--- What needs to be done ---
Copy all the material that follows, keeping every character the same.

--- Data rows ---

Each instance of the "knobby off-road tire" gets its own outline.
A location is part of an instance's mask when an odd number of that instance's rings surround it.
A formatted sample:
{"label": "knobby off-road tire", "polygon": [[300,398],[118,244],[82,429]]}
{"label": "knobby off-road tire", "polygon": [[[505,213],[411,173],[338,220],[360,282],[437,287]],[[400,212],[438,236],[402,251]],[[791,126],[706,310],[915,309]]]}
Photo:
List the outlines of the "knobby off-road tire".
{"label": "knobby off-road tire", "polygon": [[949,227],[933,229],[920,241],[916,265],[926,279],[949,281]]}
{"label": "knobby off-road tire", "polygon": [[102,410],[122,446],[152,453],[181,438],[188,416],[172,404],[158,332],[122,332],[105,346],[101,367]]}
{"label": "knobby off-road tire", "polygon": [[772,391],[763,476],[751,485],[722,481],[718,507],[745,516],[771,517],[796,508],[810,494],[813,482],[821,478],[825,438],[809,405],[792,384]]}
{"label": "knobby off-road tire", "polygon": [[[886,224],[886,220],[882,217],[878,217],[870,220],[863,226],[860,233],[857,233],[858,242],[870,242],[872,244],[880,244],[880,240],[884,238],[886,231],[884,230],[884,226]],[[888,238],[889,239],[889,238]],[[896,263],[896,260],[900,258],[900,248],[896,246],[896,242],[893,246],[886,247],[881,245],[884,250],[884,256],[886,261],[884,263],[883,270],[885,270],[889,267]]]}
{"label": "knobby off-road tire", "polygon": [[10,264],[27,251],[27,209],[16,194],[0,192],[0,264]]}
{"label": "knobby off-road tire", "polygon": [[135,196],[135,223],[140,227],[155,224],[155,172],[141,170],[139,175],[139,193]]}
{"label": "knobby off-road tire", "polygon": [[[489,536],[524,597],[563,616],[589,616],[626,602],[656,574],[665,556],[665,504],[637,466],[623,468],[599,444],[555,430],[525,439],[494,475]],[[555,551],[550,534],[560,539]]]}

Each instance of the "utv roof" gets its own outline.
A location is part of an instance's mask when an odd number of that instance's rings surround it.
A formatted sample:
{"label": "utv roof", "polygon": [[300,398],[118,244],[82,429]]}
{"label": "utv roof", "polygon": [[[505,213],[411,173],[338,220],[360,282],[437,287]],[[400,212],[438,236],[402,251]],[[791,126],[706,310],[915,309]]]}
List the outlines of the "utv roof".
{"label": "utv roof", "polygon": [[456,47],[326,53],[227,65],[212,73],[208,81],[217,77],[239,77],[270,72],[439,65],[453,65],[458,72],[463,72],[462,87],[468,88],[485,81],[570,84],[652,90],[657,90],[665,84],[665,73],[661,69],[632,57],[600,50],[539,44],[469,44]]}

--- Solution below ---
Each instance of the "knobby off-road tire" gets its own outline.
A location is part of an instance's mask when an odd number of that instance's rings surround it.
A formatted sample:
{"label": "knobby off-road tire", "polygon": [[300,398],[118,244],[82,429]]}
{"label": "knobby off-road tire", "polygon": [[[505,213],[411,173],[338,220],[360,282],[437,287]],[[400,212],[438,236],[402,251]],[[791,126],[706,310],[915,309]]]}
Photo:
List the outlines of the "knobby off-road tire".
{"label": "knobby off-road tire", "polygon": [[949,227],[933,229],[920,241],[916,265],[926,279],[949,281]]}
{"label": "knobby off-road tire", "polygon": [[102,410],[122,446],[152,453],[181,438],[188,416],[172,404],[158,332],[122,332],[105,346],[101,367]]}
{"label": "knobby off-road tire", "polygon": [[772,391],[763,476],[751,485],[722,481],[718,507],[745,516],[771,517],[796,508],[810,494],[813,482],[821,478],[825,438],[809,405],[792,384]]}
{"label": "knobby off-road tire", "polygon": [[[886,224],[886,220],[882,217],[878,217],[870,220],[863,226],[860,233],[857,233],[858,242],[870,242],[872,244],[880,244],[880,240],[884,238],[886,231],[884,230],[884,226]],[[888,238],[889,239],[889,238]],[[896,263],[896,260],[900,258],[900,248],[896,246],[896,242],[893,246],[886,247],[881,245],[884,250],[884,256],[886,261],[884,263],[883,270],[885,270],[889,267]]]}
{"label": "knobby off-road tire", "polygon": [[10,264],[27,251],[27,209],[16,194],[0,192],[0,264]]}
{"label": "knobby off-road tire", "polygon": [[135,196],[135,223],[140,227],[155,224],[155,172],[141,170],[139,175],[139,193]]}
{"label": "knobby off-road tire", "polygon": [[[489,536],[524,597],[563,616],[589,616],[626,602],[656,574],[665,556],[665,504],[637,466],[623,468],[599,444],[555,430],[525,439],[494,475]],[[555,551],[550,534],[560,539]]]}

Each instance of the "utv roof" gets its own outline.
A location is part of an instance's mask when an odd number of that instance's rings surround it.
A formatted sample:
{"label": "utv roof", "polygon": [[300,398],[118,244],[82,429]]}
{"label": "utv roof", "polygon": [[[505,213],[411,173],[338,220],[360,282],[437,287]],[[400,212],[438,236],[402,251]],[[791,126],[706,310],[915,309]]]}
List the outlines of the "utv roof".
{"label": "utv roof", "polygon": [[456,47],[326,53],[227,65],[212,73],[208,81],[217,77],[239,77],[270,72],[439,65],[453,65],[458,72],[463,72],[462,87],[468,88],[485,81],[570,84],[652,90],[657,90],[665,84],[665,73],[661,69],[632,57],[600,50],[539,44],[469,44]]}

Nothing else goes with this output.